|
From http://www.agorics.com/Library/Joule/bouncer.html:
Proving Properties of
Instruction-Level Programs
Preface
Copyright 1995 Agorics, Inc.
While Agorics, Inc. reserves all copyrights, the information in this document
is to be considered public information and is available for use without
restriction. Agorics disclaims any warranty as to the utility, accuracy
or effectiveness of the information contained in this document and specifically
disclaims any liability for consequential damages that may result directly
or indirectly from use of the information in this document.
DRAFT
Many programming languages reduce each module of program code to a set of
assembly language-level instructions (bytecodes or native assembler instructions).
When the time comes to load a given module, its instructions must be checked
to make sure they will not violate certain properties of the higher-level
language, such as memory boundaries. This paper presents a technique for
implementing such load-time checking, as exemplified by the Bouncer; component
of Joule.
While Joule applies this bouncing technique to bytecodes, the mechanism
is as applicable to other software-implemented instruction sets and to native
machine instructions. The technique is equally appropriate for strongly
typed languages such as Ada, Pascal, Modula 3, C, and C++, and for latently
typed languages such as Smalltalk, Scheme, and Joule.
The "bouncing" technique described here is not new, but is rather derived
straightforwardly from previous work, including:
- type state checking, by which a variable's value can be statically
determined as unreferenced and therefore deletable.
- abstract interpretation, in which properties of programs (deadlock
freedom, computational complexity, etc.) are computed by interpreting
instructions using only abstract properties of the actual data values.

List of tasks>
A - From the Bouncer excerpt, quote the passage starting with "- abstract interpretation, in" and going on through "actual data values.".
B - Which latently typed languages does the Bouncer excerpt list?
The entries play no part in this work.

Supplied records>
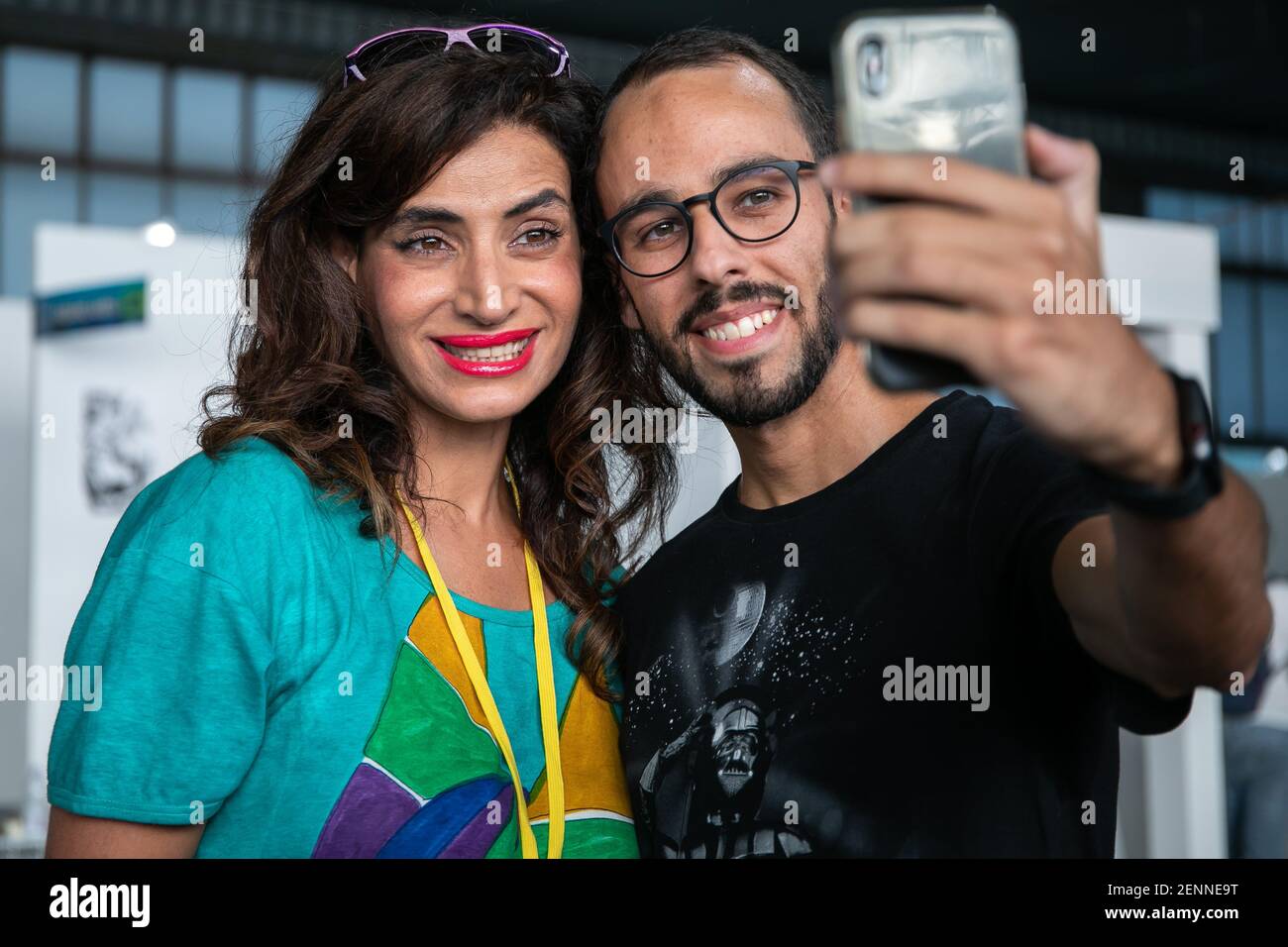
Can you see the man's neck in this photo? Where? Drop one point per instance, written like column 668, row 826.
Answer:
column 837, row 428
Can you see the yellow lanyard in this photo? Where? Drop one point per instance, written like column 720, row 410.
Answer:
column 545, row 686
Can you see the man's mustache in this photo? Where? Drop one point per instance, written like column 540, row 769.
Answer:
column 709, row 300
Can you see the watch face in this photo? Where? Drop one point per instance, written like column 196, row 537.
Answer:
column 1197, row 423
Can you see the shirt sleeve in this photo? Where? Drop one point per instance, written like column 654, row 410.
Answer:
column 1029, row 499
column 183, row 684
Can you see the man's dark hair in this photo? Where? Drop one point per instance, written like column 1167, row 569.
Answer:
column 699, row 47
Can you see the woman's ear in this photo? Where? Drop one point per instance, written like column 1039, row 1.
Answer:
column 344, row 252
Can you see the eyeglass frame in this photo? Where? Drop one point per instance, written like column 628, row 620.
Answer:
column 791, row 169
column 454, row 37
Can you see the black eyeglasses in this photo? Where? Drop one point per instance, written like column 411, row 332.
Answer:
column 755, row 204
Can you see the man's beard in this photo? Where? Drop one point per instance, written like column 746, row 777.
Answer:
column 750, row 401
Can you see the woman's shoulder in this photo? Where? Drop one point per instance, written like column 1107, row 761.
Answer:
column 241, row 497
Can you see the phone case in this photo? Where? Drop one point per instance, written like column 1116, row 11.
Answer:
column 940, row 82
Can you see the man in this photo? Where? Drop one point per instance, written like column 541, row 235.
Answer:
column 910, row 628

The responses>
A -
- abstract interpretation, in which properties of programs (deadlock
freedom, computational complexity, etc.) are computed by interpreting
instructions using only abstract properties of the actual data values.

B - Smalltalk, Scheme, and Joule.